__Task directions__
Copy the passage of the body shame text from "Can We Ever" up to and including "shame in particular.", word for word.

__Passage shown__

Can We Ever “Get Over” Body Shame? Shame Resilience Theory & Implications for Body Image
Who among us hasn't experienced the deep-seated pang of shame, that intensely painful experience rooted in beliefs that we are somehow flawed/unworthy/unacceptable/just not good enough? Shame, a powerful and universal emotion, has the potential to completely derail our sense of self-worth and hinder our ability to lead fulfilling lives. Understanding shame resilience theory, as proposed by Dr. Brené Brown, offers a framework for navigating this complex emotion, and it has implications for coping with body image and body shame in particular.
First, let’s clarify some terms and make some important distinctions. Shame is the emotion we feel when we experience a sense of deep unworthiness, while guilt is an emotion we experience when we’ve done or failed to do something that goes against our values. Body shame refers to the the unique brand of shame we experience when criticized (by ourselves or others) for perceived bodily flaws or imperfections. Due to these perceived bodily flaws, we feel that our body is unacceptable and unworthy, which can lead to really harmful or even destructive behaviors. Shame resilience is the ability to recognize, confront, and move through feelings of shame without letting them define our worthiness. Central to Brown’s theory are four key components: recognizing shame, normalizing shame, practicing critical awareness, and reaching out for connection. Let’s talk about these components as they specifically apply to body shame.
1. The first step in building shame resilience is recognizing when shame is at play. This involves becoming attuned to the physical and emotional cues that signal shame's presence, such as a sinking feeling in the chest, a desire to negatively compare one’s self to another, or a sense of disgust. Here’s the thing with body shame, however- it could almost always be at play in our current culture. We are so steeped in messaging that tells us to constantly fix and correct our bodies. Rarely do we receive messages, unless we are very intentional and mindful, that our bodies are acceptable and worthy just as they are. I believe we can shift the culture, but it’s important to note the pervasive body-shaming messages out there.
2. Normalizing shame is the next crucial step in the process. Understanding that shame is a universal human experience can help us feel less alone in our struggles. Brown emphasizes the importance of recognizing that we are not alone in our shame and that it does not make us inherently flawed or unworthy. This is such an important reminder, especially when it comes to our bodies. First, we are not alone in terms of body shame, and secondly, we are not the problem, the toxic beauty and fitness culture is. We are not unworthy just because we’ve been conditioned to criticize our bodies and feel shame when we don’t measure up. It’s time to examine this sense of shame more deeply and to really question it. Which leads to…
3. Practicing critical awareness involves challenging the messages of shame and cultivating a more compassionate inner dialogue. This means we must question the unrealistic standards and expectations that fuel body shame and recognize the inherent worthiness of every individual. Through practices such as mindfulness and self-compassion, we can develop a greater sense of acceptance and kindness towards ourselves, one step at a time.

__Data shown__
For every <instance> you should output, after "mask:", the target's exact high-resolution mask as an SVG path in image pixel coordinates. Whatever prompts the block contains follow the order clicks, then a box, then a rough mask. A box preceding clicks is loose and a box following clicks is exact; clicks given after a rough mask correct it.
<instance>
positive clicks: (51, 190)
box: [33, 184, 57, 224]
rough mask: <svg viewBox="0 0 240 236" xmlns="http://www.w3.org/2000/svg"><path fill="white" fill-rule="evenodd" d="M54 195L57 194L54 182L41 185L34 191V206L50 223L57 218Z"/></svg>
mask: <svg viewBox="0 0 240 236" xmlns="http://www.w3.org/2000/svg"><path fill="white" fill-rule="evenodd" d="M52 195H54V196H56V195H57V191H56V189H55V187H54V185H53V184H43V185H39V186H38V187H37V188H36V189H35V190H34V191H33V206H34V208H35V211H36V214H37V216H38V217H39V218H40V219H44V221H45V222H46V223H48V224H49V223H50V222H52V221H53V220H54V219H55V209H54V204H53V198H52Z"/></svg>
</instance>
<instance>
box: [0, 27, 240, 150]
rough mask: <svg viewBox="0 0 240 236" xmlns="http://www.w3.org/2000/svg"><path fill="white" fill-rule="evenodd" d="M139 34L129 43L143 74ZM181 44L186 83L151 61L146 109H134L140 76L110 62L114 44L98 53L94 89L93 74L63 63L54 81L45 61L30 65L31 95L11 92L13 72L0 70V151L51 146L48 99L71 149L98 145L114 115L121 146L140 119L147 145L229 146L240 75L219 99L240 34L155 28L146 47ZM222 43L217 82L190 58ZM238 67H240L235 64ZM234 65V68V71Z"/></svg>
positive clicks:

__Response to this exercise__
Can We Ever “Get Over” Body Shame? Shame Resilience Theory & Implications for Body Image
Who among us hasn't experienced the deep-seated pang of shame, that intensely painful experience rooted in beliefs that we are somehow flawed/unworthy/unacceptable/just not good enough? Shame, a powerful and universal emotion, has the potential to completely derail our sense of self-worth and hinder our ability to lead fulfilling lives. Understanding shame resilience theory, as proposed by Dr. Brené Brown, offers a framework for navigating this complex emotion, and it has implications for coping with body image and body shame in particular.